Text passage:
+ + + + + + +

The health of Prog or Post-Prog is nowhere better gauged than in the latest album by The Aurora Project, “Shadow Border” (The Laser’s Edge). It marks the band’s 10th anniversary. It does so with a flair. Aurora excel at the long form, the extended piece, the sprawl of sound where words and music join to create insular worlds to live in. The sound is vivid and live, a masterful production. Those responsible for the mixing, engineering and mastering of the end sound have done a great job. The music literally jumps out of your speakers.

It’s a dense musical foliage of thickly luxuriating guitar, keys, bass, drums and vocals worthy of the best of the classic practitioners in the style. And yet it goes beyond to create a sound the band most certainly has staked out as personal property. There’s nothing retro or derivative. It’s all Aurora 2009. Their practice of evolving each song from experimental jamming gives the final result a sort of natural epic flow that appeals to the ears and revives the idea that an album is more than a sequence of cuts that one can select from and chop up. The album is an wholly unified organic entity, and should not be treated as a “find the one or two good songs and skip the rest.” It’s all very good and it all belongs together. That’s both classic and also critically relevant to the music scene right now. Oh yes, I should also mention that electric guitar fans will be treated to some very interesting and aurally satisfying Rock soloing from Remco van den Berg.

I hope Aurora has great success with this one and goes back in the studio again soon. Give this one a hearing, by all means.

June 9, 2009—Either you love Smashing Pumpkins, you don’t, or you don’t know or care. Our survey of the archive.org free live concert series lands today on a Pumpkins concert from August 5, 2007, at the Pimlico Race Course in Baltimore. The two CDs that can be downloaded from these files may make up your mind about the band, or else you already know and that's cool too.

This is an audience recording, with an enthusiastic crowd that sings along loudly to their favorites, almost drowning out the lead vocals. It doesn’t seriously detract from the sound though. Miraculously, the audience is in pretty good voice! The recording has a nice ambiance, giving you a feel for the sheer power of the band from back in the seats. There is an occasional split second digital dropout that isn’t very troublesome. All in all, this provides you with a good sound picture of the band in top form. It isn’t a terribly bad way to introduce yourself to the group, or to get a live capsule of them two years ago. This night they show their hard sound, their more intimate sound, and some moments in between. A pretty impressive show.

June 8, 2009—Guitarist Jake Hertzog is a 22 year old newbie just out of Berklee. One of the things that struck me as I looked at his CD [“Chromatosphere” (That’s Out Records)] was the shot of him on the back cover playing a solid-body guitar. Last Jazz guitarist I remember doing that was Joe Pass on a Gerald Wilson album in the late ‘50s. It’s been the usual for the Jazz plectrum man to play a “Jazz Box.” a rather thick semi-hollow electric. Now I’m sure there have been others to go with the solid, but it does tell you something of how the young man views tradition. He’s not a slave to it.

+ + + + + + +

Work instructions:
A. In the music reviews, where was the Smashing Pumpkins concert of August 5, 2007 held?
B. Repeat the stretch of the music reviews from "June 9, 2009—Either" through "that's cool too.".
C. Finish out the next part of the music reviews, picking up after their final sentence.
The lines after this point come from a separate source.

Data provided:
+ + + + + + +

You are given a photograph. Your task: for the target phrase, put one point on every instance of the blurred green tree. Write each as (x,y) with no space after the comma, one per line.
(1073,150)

+ + + + + + +

Written responses:
A. At the Pimlico Race Course in Baltimore.

B.
June 9, 2009—Either you love Smashing Pumpkins, you don’t, or you don’t know or care. Our survey of the archive.org free live concert series lands today on a Pumpkins concert from August 5, 2007, at the Pimlico Race Course in Baltimore. The two CDs that can be downloaded from these files may make up your mind about the band, or else you already know and that's cool too.

C.
The album makes clear that Hertzog has listened closely to Pat Metheny. His playing and original tune crafting owes something to Metheny’s melodic contour shaping. On the other hand Hertzog improvises with a flair, with good technique, a Rock-Blues edge on occasion and a way with tone clusters, sometimes slightly dissonant interval voicings—they are two-note chords (sometimes more) and they fit comfortably into his improvisations as part of his expressive arsenal. He can also weave a line sequence filled with exotic, somewhat harmonically out passages (listen to “Monkey Stuff,” for example). These elements seem original to me; they never seem to be gimmicks or added-on showboat elements. You get a strong feeling that his playing is seriously directed toward an honest statement of where he is now, and that’s a pretty good place, for sure.

He’s a classy guitarist with good control over the sounds he invokes. The tunes run through the spectrum—a nod to tradition on “In Your Own Sweet Way,” a Fusion-for-today sound on “California Hills.” The trio-quartet setting is conducive to his style and all the players do a fine job fitting in. This is Mr. Hertzog’s show pretty much all the way, though, and that’s quite understandable.

Here is a guitarist to watch. The CD is a very nice listen and he could be on the way to breakout work. As it is he is one of those players that’s good to see coming onto the scene. Check him out.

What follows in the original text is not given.